* **AVAILABLE DATA**:
[Begin]

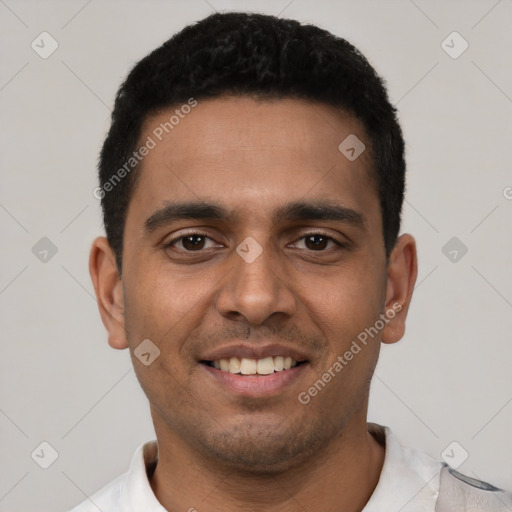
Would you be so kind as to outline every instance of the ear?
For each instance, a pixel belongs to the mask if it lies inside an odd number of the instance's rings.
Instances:
[[[89,273],[94,285],[101,320],[108,332],[112,348],[128,347],[124,330],[124,303],[121,277],[114,251],[103,236],[92,243]]]
[[[411,235],[404,234],[398,238],[388,262],[385,306],[388,321],[382,331],[383,343],[402,339],[417,275],[416,242]]]

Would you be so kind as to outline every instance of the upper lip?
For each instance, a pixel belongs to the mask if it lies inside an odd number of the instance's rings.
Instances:
[[[200,361],[218,361],[219,359],[230,359],[231,357],[238,357],[239,359],[245,357],[248,359],[264,359],[265,357],[291,357],[295,361],[306,361],[308,356],[300,350],[286,345],[272,344],[272,345],[249,345],[247,343],[226,345],[224,347],[216,348],[203,354]]]

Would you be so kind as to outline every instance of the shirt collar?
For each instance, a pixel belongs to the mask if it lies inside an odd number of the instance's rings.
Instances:
[[[368,430],[385,445],[386,452],[379,482],[363,512],[432,512],[439,494],[442,464],[426,453],[403,447],[388,427],[369,423]],[[157,461],[156,440],[137,448],[121,489],[123,510],[167,512],[156,499],[148,479]]]

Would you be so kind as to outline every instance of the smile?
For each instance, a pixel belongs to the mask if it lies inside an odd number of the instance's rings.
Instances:
[[[203,363],[222,372],[235,375],[270,375],[274,372],[295,368],[301,364],[289,356],[264,357],[262,359],[230,357],[215,361],[203,361]]]

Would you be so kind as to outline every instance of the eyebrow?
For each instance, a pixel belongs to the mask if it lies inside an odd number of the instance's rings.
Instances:
[[[164,206],[148,217],[144,222],[144,231],[149,235],[164,225],[185,219],[229,221],[233,216],[224,206],[215,203],[176,202]],[[286,203],[274,211],[272,220],[274,224],[280,221],[327,220],[344,222],[359,228],[365,228],[368,224],[363,213],[329,201]]]

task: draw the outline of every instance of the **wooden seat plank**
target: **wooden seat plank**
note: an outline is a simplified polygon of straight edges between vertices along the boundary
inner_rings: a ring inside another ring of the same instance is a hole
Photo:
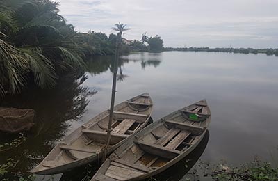
[[[42,166],[45,167],[56,167],[63,164],[65,164],[65,163],[53,160],[47,160],[42,163]]]
[[[95,152],[93,152],[89,149],[81,149],[81,148],[79,148],[71,146],[71,145],[60,145],[60,148],[63,149],[63,150],[74,150],[74,151],[77,151],[77,152],[95,153]]]
[[[152,106],[152,104],[146,104],[146,103],[139,103],[139,102],[130,102],[130,101],[126,101],[127,103],[131,104],[137,104],[137,105],[140,105],[140,106]]]
[[[95,140],[101,143],[106,143],[106,141],[107,132],[85,129],[82,129],[81,132],[86,134],[88,137],[92,140]],[[112,133],[111,143],[111,144],[117,143],[128,136],[129,135]]]
[[[196,134],[196,135],[199,135],[199,134],[202,134],[204,130],[204,127],[190,125],[177,123],[177,122],[171,121],[171,120],[166,120],[165,123],[168,124],[170,126],[177,127],[178,129],[188,131],[188,132],[191,132],[192,134]]]
[[[170,141],[180,131],[179,129],[172,128],[163,136],[158,139],[155,144],[158,145],[164,146]]]
[[[131,178],[144,174],[142,171],[129,170],[129,168],[124,168],[113,165],[111,165],[106,172],[124,178]]]
[[[113,129],[112,133],[124,134],[135,122],[135,120],[125,119]]]
[[[195,109],[194,109],[192,111],[195,112],[195,113],[197,113],[199,110],[201,110],[202,108],[202,107],[198,107],[197,108],[196,108]]]
[[[146,120],[148,115],[114,111],[113,116],[115,119],[133,119],[136,122],[142,123]]]
[[[119,163],[119,164],[122,164],[123,165],[129,166],[131,168],[135,168],[136,170],[138,170],[140,171],[143,171],[143,172],[149,172],[151,170],[149,170],[149,168],[146,168],[146,167],[142,167],[140,165],[137,165],[137,164],[131,164],[129,162],[127,162],[126,161],[124,161],[123,159],[116,159],[115,160],[114,160],[114,162]]]
[[[166,148],[175,150],[189,135],[190,135],[190,132],[184,130],[181,131],[174,139],[172,139],[166,145]]]
[[[117,180],[103,174],[97,175],[97,177],[95,178],[95,180],[97,181],[117,181]]]
[[[209,113],[196,113],[196,112],[193,112],[193,111],[185,111],[185,110],[181,110],[181,111],[184,112],[184,113],[197,113],[199,115],[202,115],[202,116],[209,116],[211,114]]]
[[[117,175],[111,174],[111,173],[108,173],[108,172],[106,172],[105,173],[105,175],[106,175],[106,176],[108,176],[109,178],[115,179],[116,180],[126,180],[124,178],[120,177],[120,176],[118,176]],[[101,181],[102,181],[102,180],[101,180]]]
[[[149,144],[142,141],[134,141],[134,143],[146,152],[166,159],[173,159],[181,153],[181,152],[179,150],[171,150],[165,147],[155,144]]]

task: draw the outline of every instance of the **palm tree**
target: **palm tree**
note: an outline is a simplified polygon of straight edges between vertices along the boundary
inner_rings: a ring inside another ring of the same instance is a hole
[[[145,42],[147,41],[147,31],[142,34],[142,39],[141,42],[144,44]]]
[[[123,81],[126,77],[129,77],[129,76],[122,73],[122,66],[120,66],[120,74],[117,75],[117,80]]]
[[[83,71],[85,49],[49,0],[0,1],[0,96],[31,81],[52,87],[63,75]]]
[[[122,36],[122,32],[129,30],[130,29],[126,28],[126,24],[124,24],[122,23],[119,22],[118,24],[115,24],[115,27],[112,28],[113,30],[119,31],[117,35],[120,35],[121,38]]]
[[[111,125],[112,125],[112,119],[113,119],[113,113],[114,111],[114,104],[115,104],[115,93],[116,92],[116,83],[117,83],[117,72],[119,62],[119,54],[120,54],[120,49],[122,42],[122,32],[124,31],[127,31],[130,29],[126,28],[126,24],[124,24],[122,23],[119,22],[118,24],[115,24],[115,27],[112,28],[113,30],[118,31],[117,34],[117,44],[116,44],[116,50],[115,54],[115,62],[114,62],[114,68],[113,68],[113,79],[112,83],[112,94],[111,94],[111,102],[110,104],[110,110],[109,110],[109,121],[107,129],[107,139],[106,144],[104,148],[104,160],[108,157],[108,148],[110,144],[110,139],[111,136]]]

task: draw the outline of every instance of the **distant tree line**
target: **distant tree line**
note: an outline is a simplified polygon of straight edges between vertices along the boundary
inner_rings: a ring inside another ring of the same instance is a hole
[[[164,51],[185,51],[185,52],[229,52],[234,54],[265,54],[268,56],[278,56],[278,49],[252,49],[252,48],[209,48],[209,47],[188,47],[173,48],[165,47]]]
[[[28,87],[53,88],[61,78],[78,79],[90,56],[115,54],[115,34],[75,31],[58,5],[51,0],[0,1],[0,98]],[[162,50],[161,37],[145,36],[123,44],[120,54]]]

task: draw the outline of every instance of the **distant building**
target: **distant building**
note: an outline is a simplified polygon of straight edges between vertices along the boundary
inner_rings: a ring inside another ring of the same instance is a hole
[[[126,38],[122,38],[122,41],[123,43],[127,45],[130,45],[132,42],[133,42],[136,40],[129,40]]]

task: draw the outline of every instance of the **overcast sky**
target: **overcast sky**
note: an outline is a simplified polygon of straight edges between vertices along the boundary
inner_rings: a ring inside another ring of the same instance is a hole
[[[278,47],[278,0],[60,0],[76,30],[113,33],[115,23],[140,40],[158,34],[165,47]]]

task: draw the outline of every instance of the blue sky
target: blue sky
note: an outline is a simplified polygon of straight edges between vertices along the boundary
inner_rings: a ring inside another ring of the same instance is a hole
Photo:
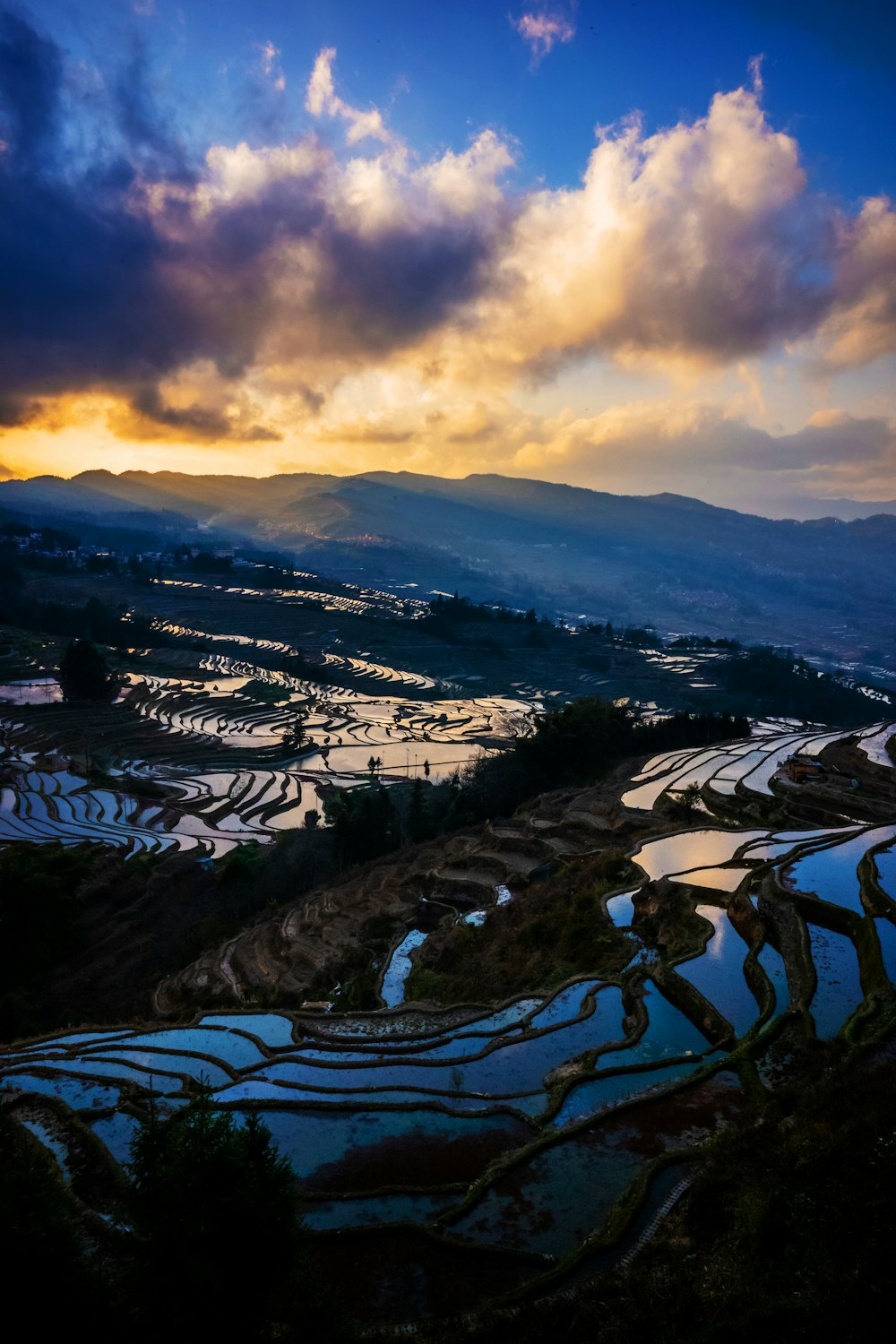
[[[896,495],[892,5],[0,15],[9,470]]]

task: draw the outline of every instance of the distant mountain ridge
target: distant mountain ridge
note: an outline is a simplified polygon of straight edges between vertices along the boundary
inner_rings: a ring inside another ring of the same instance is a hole
[[[678,495],[497,474],[83,472],[0,482],[0,513],[196,530],[361,583],[459,587],[549,613],[818,646],[893,649],[896,517],[772,520]]]

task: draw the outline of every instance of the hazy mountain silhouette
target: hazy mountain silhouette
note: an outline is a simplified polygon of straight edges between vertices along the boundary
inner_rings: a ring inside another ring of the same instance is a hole
[[[0,512],[156,531],[160,544],[199,534],[361,583],[461,587],[614,622],[817,645],[837,657],[893,652],[896,517],[887,512],[771,520],[680,495],[494,474],[102,470],[1,481]]]

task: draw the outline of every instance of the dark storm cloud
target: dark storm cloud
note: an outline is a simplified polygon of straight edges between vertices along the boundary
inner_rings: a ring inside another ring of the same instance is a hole
[[[489,242],[474,224],[356,235],[334,216],[324,168],[197,211],[196,175],[153,106],[141,47],[113,87],[105,138],[126,152],[64,165],[62,55],[26,19],[0,15],[7,423],[35,396],[102,388],[160,425],[244,437],[216,411],[167,409],[160,382],[203,359],[223,379],[239,378],[273,328],[289,359],[388,352],[445,320],[481,284]],[[301,306],[278,294],[279,249],[296,241],[313,249]],[[322,394],[312,383],[300,380],[296,391],[313,407]]]

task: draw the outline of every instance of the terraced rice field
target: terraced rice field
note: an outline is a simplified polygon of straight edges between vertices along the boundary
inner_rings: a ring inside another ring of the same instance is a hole
[[[328,657],[351,685],[293,677],[228,655],[201,659],[208,680],[130,673],[114,707],[122,726],[110,767],[116,784],[102,789],[83,773],[55,766],[54,753],[63,743],[73,750],[73,737],[82,757],[91,743],[107,751],[106,720],[66,720],[66,739],[62,720],[47,716],[42,702],[31,702],[27,718],[7,714],[0,719],[9,749],[0,844],[97,840],[129,853],[196,849],[220,857],[243,840],[270,843],[302,825],[308,810],[322,813],[321,790],[368,780],[371,758],[387,784],[437,781],[531,731],[531,702],[419,700],[411,695],[434,691],[433,679]],[[267,703],[246,689],[250,683],[282,696]],[[283,734],[297,719],[305,743],[290,754]],[[38,759],[51,763],[38,770]],[[128,775],[165,786],[165,804],[140,802],[128,792]]]
[[[756,750],[779,751],[775,734],[763,749],[719,750],[719,769],[750,766],[736,780],[748,789]],[[711,763],[707,753],[672,753],[641,774],[681,778],[695,755]],[[263,814],[267,793],[255,782],[253,797]],[[665,1207],[672,1157],[699,1153],[746,1105],[750,1060],[772,1086],[782,1051],[849,1032],[862,1004],[895,982],[895,845],[896,824],[703,824],[642,844],[633,852],[642,883],[604,898],[631,948],[614,980],[418,1008],[402,1003],[406,939],[384,968],[390,1007],[379,1012],[216,1012],[173,1027],[70,1031],[9,1050],[0,1082],[35,1105],[55,1098],[116,1160],[145,1122],[150,1093],[173,1110],[203,1082],[216,1105],[263,1116],[314,1228],[426,1230],[443,1273],[467,1249],[516,1257],[523,1278],[562,1273],[583,1246],[603,1265]],[[641,910],[664,882],[704,930],[697,950],[677,958],[639,934]],[[58,1130],[35,1133],[58,1146]],[[634,1181],[652,1193],[613,1250],[602,1230]]]

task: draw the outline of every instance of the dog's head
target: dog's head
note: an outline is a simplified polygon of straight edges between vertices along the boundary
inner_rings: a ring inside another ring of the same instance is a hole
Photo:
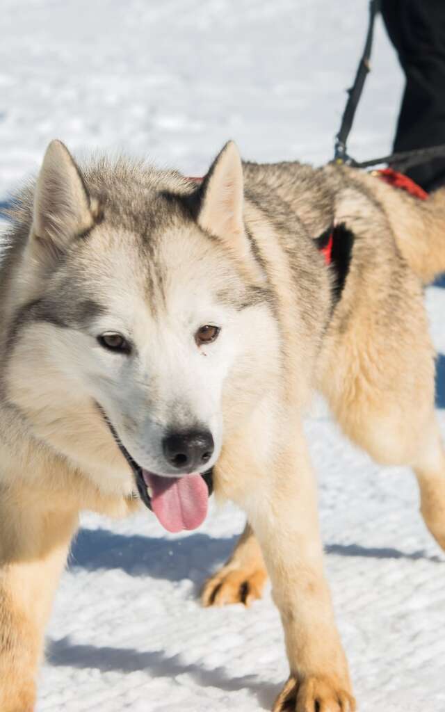
[[[123,454],[159,518],[174,528],[161,509],[179,497],[195,525],[192,476],[218,459],[225,403],[242,417],[263,393],[257,354],[267,362],[273,331],[235,145],[198,184],[122,160],[81,172],[54,141],[32,213],[11,282],[8,399],[103,491],[134,488]]]

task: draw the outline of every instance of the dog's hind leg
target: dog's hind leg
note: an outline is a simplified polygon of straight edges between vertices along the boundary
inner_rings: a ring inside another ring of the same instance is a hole
[[[204,606],[244,603],[261,598],[267,579],[260,545],[248,523],[230,558],[206,582],[201,592]]]
[[[445,451],[434,422],[414,470],[420,490],[420,511],[428,529],[445,551]]]

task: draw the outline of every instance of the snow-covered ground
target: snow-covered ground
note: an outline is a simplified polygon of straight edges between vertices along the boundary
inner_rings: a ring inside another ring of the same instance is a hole
[[[247,158],[329,159],[366,21],[365,0],[3,0],[0,201],[55,137],[78,155],[124,150],[192,175],[229,137]],[[402,87],[380,26],[374,56],[357,157],[389,149]],[[426,298],[445,353],[445,289]],[[360,710],[443,712],[445,555],[421,521],[413,476],[375,465],[323,408],[307,428]],[[248,610],[197,600],[242,526],[230,506],[182,537],[149,513],[117,523],[85,515],[38,712],[268,709],[287,672],[270,593]]]

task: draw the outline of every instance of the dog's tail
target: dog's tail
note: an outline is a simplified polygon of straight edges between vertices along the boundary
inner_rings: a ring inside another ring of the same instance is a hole
[[[407,262],[424,284],[445,272],[445,187],[431,193],[426,200],[407,197],[394,211],[387,206],[387,214],[396,242]]]

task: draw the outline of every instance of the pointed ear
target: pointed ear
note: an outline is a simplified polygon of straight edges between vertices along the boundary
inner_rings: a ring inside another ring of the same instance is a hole
[[[204,179],[198,224],[234,247],[247,248],[243,221],[243,166],[233,141],[229,141]]]
[[[32,238],[53,255],[60,253],[93,226],[93,212],[69,151],[61,141],[51,141],[36,187]]]

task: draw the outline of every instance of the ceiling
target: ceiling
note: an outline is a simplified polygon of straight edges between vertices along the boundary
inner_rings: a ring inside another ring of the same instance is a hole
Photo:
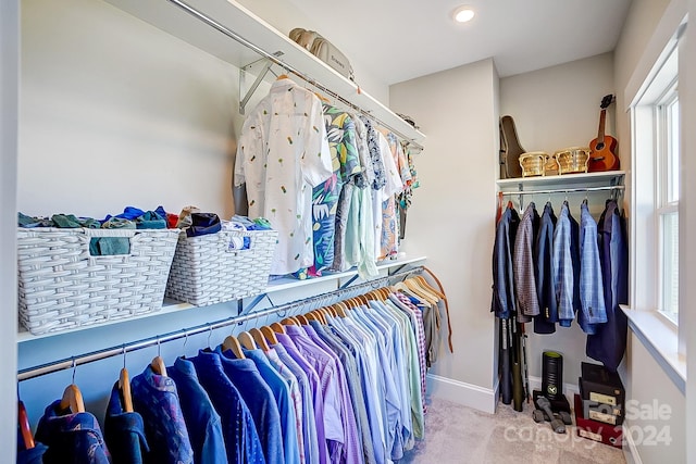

[End]

* **TASK DIRECTIONS**: Return, unchanged, the lines between the line holding "task: draw the outline of every instance of the **distant tree" and the line holding "[[[896,495],[892,5],[0,15],[9,470]]]", inclusive, leaving out the pictures.

* **WRITTEN RESPONSE**:
task: draw the outline of every instance of the **distant tree line**
target: **distant tree line**
note: an outline is a simplified polygon of straight edges between vertices along the boundary
inner_rings: a ring inside another ring of the same instance is a hole
[[[164,51],[185,51],[185,52],[229,52],[234,54],[265,54],[268,56],[278,56],[278,49],[252,49],[252,48],[209,48],[209,47],[188,47],[173,48],[165,47]]]
[[[28,87],[53,88],[61,78],[78,79],[90,56],[115,54],[115,34],[75,31],[58,5],[51,0],[0,1],[0,98]],[[162,50],[161,37],[145,36],[123,44],[120,54]]]

task: draw the outline of every instance of the **distant building**
target: **distant building**
note: an outline is a simplified polygon of straight edges between vertices along the boundary
inner_rings: a ring inside another ring of the same instance is a hole
[[[126,38],[122,38],[122,41],[123,43],[127,45],[130,45],[132,42],[133,42],[136,40],[129,40]]]

task: draw the outline of every instance of the **overcast sky**
target: **overcast sky**
note: an outline is a simplified polygon of straight edges between vertices along the boundary
inner_rings: a ring inside another ring of the same instance is a hole
[[[278,47],[278,0],[60,0],[76,30],[113,33],[115,23],[140,40],[158,34],[165,47]]]

task: draw the outline of every instance of the blue sky
target: blue sky
note: an outline is a simplified polygon of straight edges between vertices along the boundary
inner_rings: a ring inside another ring of the same instance is a hole
Photo:
[[[896,495],[892,5],[0,15],[9,470]]]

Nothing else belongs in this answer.